- [Document extract]
--- start ---

A defense of MongoDB

(written by lawrence krubner, however indented passages are often quotes). You can contact lawrence at: lawrence@krubner.com, or follow me on Twitter.

I posted this on Hacker News and now re-post it here.

MongoDB offers the greatest benefit to those who have an evolving concept of their schema, and that tends to be startups, though I have worked in large firms that entirely re-invented their schemas. I worry that I would seem tedious if I listed the places that I have worked, and yet, on Hacker News, when I speak in abstract terms, I tend to get downvoted, so I will name a few specifics.

I worked at Wine Spectator for a year (2010-2011), http://www.winespectator.com/ . They had built their first web site circa 2000 using Oracle, Sun Solaris, and Vignette with Java templates. Circa 2009 they decided to scrap the old, expensive system and move to PHP/MySql and the Symfony framework. They could not decide what their new schema should be, so, in the name of keeping things flexible, they decided that all data would be in a single table. This table had 240 fields, most of them with generic names such as “modifier_01” and “modifier_02”. This was an organization that was looking for the flexibility offered by MongoDB, but they tried to cram that flexibility into a relational database, and they did so by ignoring all the relational features offered by MySql. This “one size fits all” database table did not work for the last assignment I was given: import all the old FileMaker Pro databases to a system running Mysql/PHP/Symfony. I build an entirely different project, with its own database and schema. Lord knows who is maintaining it now.

Then I worked a year (2011-2012) at Shermans Travel, http://www.shermanstravel.com/ , which also tore apart its database. When I first arrived they were trying to save a system built with MySql and PHP and later forced to conform to the CakePHP framework. The database had over 300 tables, many of which were no longer in use. Of the tables that were in use, many had fields that were no longer in use. The code, and the database, were a sprawling mess, that had evolved chaotically. (I am emphasizing this chaos because this criticism is often made of MongoDB: without a schema then how do you keep your data organized? Well, most of the places I have worked have had relational databases where the data was completely disorganized). After a few months, the CTO and the tech team decided on a complete re-write of the code. The tech team was allowed to vote for either Java or Python or Ruby (no one wanted to use PHP). We voted for Ruby. We rebuilt the site as 6 apps, using MySql for some of the apps and MongoDB for some. My last big project there was a rescue effort for a broken group of 4 database tables in MySql. There was a “users_history” table that was suppose to track whether a user had subscribed or unsubscribed to various newsletters we offered, but there had been a bug, apparently for years, such that many of the “unsubscribe” attempts were not recorded. There were 3 other tables with somewhat redundant data, and I wrote a script that scanned those other 3 tables and attempted to funnel the correct data to the 4th table.

--- end ---

- [Problems to work on]
1/ Answer these questions about the MongoDB post, one line each:
(a) How many fields did the single table at Wine Spectator have?
(b) Which language did the tech team at Shermans Travel vote for?
(c) How many tables did the Shermans Travel database have when the writer first arrived?
2/ Write what comes next in the post defending MongoDB, picking up after its final sentence.
The lines that come after this are separate material and not part of the MongoDB post.

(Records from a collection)
--- start ---

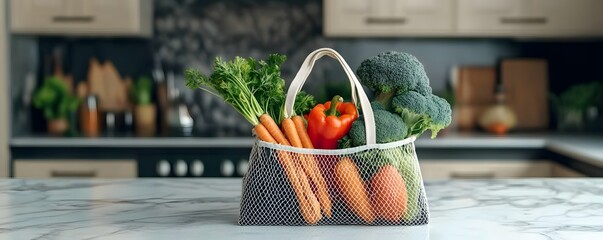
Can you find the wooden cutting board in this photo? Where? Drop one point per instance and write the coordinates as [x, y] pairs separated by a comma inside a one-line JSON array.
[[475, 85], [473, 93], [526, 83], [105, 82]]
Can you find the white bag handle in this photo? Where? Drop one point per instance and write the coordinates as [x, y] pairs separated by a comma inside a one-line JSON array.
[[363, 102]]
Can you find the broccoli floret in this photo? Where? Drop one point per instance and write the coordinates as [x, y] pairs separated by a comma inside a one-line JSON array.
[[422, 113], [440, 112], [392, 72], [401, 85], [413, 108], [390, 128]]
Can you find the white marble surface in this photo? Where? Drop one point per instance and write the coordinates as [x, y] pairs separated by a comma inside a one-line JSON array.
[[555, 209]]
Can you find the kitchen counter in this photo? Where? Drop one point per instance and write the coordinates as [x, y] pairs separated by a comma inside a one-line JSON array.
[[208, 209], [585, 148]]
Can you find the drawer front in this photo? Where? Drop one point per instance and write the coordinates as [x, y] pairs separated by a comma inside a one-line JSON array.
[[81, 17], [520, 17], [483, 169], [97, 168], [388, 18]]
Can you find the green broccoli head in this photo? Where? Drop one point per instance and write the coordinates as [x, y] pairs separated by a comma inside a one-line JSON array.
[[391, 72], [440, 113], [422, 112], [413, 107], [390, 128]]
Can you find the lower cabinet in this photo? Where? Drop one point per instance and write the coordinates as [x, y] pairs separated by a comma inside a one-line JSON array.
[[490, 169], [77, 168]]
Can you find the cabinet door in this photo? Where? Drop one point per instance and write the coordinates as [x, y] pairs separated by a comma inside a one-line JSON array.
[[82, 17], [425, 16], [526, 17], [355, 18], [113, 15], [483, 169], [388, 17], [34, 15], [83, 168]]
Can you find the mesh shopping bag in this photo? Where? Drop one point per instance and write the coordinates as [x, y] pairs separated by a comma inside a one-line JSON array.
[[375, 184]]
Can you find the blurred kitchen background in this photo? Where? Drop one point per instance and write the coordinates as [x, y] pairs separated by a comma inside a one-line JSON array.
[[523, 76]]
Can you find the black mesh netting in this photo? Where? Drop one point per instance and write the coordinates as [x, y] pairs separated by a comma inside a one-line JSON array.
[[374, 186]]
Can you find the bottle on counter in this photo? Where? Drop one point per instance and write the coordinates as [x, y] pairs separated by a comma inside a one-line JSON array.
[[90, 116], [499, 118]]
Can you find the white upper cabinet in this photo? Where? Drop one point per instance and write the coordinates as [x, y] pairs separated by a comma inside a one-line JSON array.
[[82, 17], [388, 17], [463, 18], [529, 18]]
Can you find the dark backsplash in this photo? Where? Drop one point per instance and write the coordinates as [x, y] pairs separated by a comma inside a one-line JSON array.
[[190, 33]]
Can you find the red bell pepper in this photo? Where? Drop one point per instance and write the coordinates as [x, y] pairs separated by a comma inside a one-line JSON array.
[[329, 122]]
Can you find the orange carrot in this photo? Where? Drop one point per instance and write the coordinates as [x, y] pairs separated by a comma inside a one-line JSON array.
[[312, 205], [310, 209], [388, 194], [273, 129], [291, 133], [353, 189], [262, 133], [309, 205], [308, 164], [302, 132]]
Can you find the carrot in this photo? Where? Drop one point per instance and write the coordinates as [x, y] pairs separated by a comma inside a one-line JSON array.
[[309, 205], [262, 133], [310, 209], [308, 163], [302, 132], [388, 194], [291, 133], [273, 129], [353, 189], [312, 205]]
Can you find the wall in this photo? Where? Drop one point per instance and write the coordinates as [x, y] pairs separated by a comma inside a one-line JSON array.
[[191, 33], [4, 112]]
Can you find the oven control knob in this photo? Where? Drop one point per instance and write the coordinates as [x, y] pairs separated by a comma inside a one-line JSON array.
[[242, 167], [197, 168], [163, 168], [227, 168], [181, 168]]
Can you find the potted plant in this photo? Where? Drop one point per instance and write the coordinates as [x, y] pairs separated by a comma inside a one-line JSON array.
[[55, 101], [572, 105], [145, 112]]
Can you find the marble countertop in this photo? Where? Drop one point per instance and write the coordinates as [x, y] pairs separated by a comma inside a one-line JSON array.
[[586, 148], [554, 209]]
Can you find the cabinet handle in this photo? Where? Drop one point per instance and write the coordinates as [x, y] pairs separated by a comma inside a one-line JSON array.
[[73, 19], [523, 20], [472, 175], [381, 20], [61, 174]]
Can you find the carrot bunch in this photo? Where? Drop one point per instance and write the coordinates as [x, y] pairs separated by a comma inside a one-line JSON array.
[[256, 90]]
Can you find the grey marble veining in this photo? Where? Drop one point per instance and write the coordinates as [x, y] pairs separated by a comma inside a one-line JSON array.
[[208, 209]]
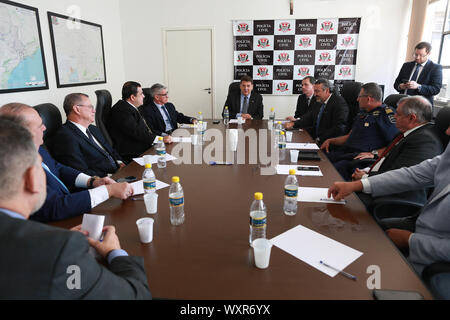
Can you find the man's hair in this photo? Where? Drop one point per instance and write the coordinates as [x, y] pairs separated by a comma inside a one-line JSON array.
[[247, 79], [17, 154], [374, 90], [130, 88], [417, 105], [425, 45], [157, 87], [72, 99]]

--- end ---
--- start ---

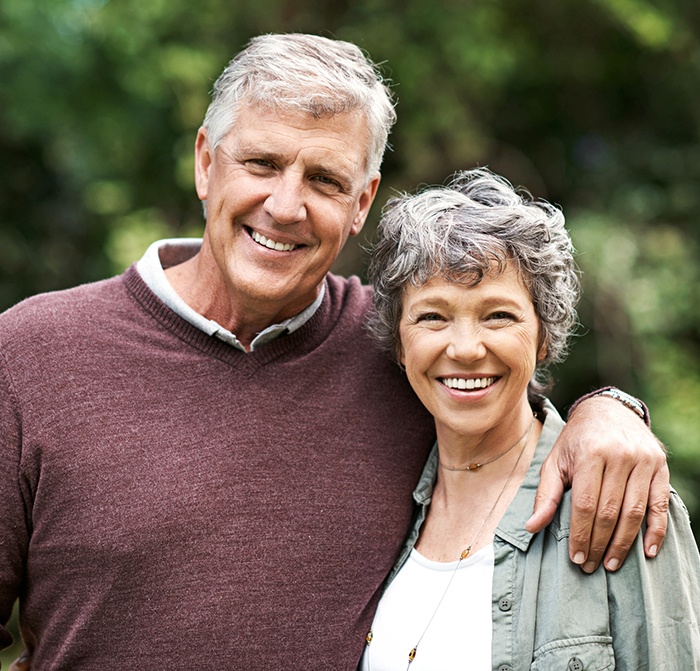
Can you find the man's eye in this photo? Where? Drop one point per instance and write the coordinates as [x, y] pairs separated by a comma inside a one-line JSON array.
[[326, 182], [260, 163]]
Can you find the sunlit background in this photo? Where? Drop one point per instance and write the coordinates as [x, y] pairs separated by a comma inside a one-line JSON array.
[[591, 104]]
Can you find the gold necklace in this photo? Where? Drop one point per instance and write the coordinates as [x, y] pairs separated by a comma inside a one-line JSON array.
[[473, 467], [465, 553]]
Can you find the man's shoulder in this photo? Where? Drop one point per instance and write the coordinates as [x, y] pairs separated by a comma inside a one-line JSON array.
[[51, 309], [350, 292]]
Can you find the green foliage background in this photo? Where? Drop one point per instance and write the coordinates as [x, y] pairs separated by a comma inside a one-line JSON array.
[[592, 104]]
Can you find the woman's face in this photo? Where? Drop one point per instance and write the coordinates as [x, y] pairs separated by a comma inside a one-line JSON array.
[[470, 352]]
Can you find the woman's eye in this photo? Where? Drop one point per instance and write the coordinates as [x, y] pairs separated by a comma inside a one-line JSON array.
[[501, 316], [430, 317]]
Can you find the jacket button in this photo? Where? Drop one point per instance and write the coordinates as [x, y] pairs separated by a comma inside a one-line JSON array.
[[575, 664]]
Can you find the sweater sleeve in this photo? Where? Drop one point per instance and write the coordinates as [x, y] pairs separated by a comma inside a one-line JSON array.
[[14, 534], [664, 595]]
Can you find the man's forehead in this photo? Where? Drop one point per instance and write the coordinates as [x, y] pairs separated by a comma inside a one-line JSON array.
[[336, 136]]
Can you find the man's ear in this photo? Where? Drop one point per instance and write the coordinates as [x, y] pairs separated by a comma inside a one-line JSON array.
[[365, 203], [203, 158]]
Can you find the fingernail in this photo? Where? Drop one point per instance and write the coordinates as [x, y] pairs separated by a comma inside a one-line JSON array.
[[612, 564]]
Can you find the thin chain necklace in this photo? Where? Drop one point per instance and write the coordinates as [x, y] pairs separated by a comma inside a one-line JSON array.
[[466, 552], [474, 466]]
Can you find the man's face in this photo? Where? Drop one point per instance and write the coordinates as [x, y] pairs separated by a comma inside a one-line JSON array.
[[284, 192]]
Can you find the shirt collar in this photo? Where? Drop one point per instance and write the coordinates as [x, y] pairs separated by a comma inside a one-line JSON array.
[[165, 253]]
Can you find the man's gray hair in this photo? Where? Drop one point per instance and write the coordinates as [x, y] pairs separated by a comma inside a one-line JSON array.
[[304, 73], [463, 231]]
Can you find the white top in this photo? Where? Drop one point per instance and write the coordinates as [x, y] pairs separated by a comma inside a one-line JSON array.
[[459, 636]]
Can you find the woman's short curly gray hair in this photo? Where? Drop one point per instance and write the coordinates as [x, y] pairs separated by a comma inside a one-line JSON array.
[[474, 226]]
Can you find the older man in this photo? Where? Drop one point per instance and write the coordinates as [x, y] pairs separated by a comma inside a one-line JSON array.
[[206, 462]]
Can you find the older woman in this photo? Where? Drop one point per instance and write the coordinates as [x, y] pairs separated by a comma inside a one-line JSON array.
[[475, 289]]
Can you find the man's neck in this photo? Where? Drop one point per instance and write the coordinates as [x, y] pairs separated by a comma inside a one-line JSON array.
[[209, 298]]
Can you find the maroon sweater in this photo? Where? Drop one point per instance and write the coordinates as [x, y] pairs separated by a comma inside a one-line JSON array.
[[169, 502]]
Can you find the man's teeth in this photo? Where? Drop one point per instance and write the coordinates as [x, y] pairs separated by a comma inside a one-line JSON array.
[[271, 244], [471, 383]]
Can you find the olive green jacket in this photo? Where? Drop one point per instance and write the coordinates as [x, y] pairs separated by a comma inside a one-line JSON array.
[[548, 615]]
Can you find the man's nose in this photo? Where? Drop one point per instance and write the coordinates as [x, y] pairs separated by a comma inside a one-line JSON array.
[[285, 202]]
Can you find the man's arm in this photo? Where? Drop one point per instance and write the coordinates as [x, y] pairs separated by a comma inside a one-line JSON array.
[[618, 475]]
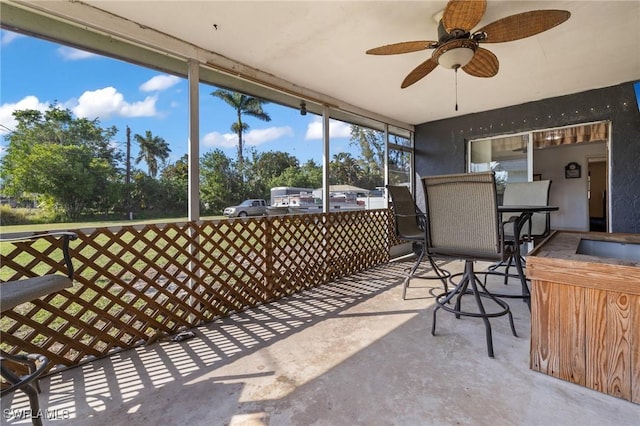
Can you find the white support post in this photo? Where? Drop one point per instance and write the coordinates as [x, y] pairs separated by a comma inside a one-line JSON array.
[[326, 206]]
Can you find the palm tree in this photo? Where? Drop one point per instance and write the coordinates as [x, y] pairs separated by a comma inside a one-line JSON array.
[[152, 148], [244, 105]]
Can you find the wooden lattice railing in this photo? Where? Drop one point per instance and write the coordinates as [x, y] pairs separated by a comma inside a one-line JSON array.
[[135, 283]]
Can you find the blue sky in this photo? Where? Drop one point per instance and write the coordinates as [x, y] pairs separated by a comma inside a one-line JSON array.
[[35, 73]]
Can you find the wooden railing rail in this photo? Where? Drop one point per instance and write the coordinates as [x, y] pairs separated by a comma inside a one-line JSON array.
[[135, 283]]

--- end ---

- [Responses to the exercise]
1/
(a) 240
(b) Ruby
(c) Over 300

2/
I have many more stories like this. I could write a whole book about places where Oracle, MySql or PostGre was in use, but the data was badly organized. Unused tables and unused fields are extremely common.

Why do I emphasize the chaos I have encountered? Because the charge of badly organized data gets thrown at MongoDB a lot. If you would like to read a scathing attack against MongoDB, read this:

http://www.sarahmei.com/blog/2013/11/11/why-you-should-never-use-mongodb/

But to me, this line of argument compares the platonic ideal of relational data against the actual use of MongoDB. Maybe if Edgar F. Codd designed your schema to the 7th Normal Form then your schema really is well organized, but I have not seen anything like this in real life.

What I have seen, in real life, convinces me that every organization has an informal schema that is constantly evolving, and which can not be maintained with anything like regularity. Most of the organizations I’ve been hired at default to rebuilding everything every 5 or 6 years, because by that point the old system has grown chaotic. Sarah Mei’s description of the dangers of MongoDB matches my own experience with relational databases: “we figured out that we had accidentally chosen a cache for our database.”

What I like about MongoDB is it openly, boldly declares that the chaos I’ve seen is typical, and it facilitates the evolution of the schema which is going to happen no matter what you do or say. Things evolve, often chaotically. A programmer has a great idea and works on it in 2007, another programmer takes over in 2008, the project starts as raw PHP, later is imported into Symfony, then is re-written in Ruby, then it is broken up into several small apps. Someone quits. The CTO is fired. Someone new starts working and, for the sake of simplicity, prefers doing as much as possible as a background task, using cron scripts. A year later someone joins and is disgusted with the profusion of cron scripts, they want everything organized around a message queue. A very good sysadmin joins the team at a time when most of the programmers are weak, the sysadmin re-writes many of the background scripts, but he prefers Perl for everything and he implements some data caching strategies that no one understands.

You may think that I am exaggerating the level of chaos I have seen. I have not worked for Facebook or Google or Apple and if you tell me that in those companies everything is well run and well organized, then I will believe you, as I have no reason to doubt you. But I have worked at a lot of older media companies in New York City, and what I have seen is constant churn, churn at every level, churn in the team, churn in the technologies, and churn in the database.

I know I will be misunderstood, so let me try to clarify this:

I am not saying that chaos is good.

I am not saying that MongoDB is good because it encourages chaos.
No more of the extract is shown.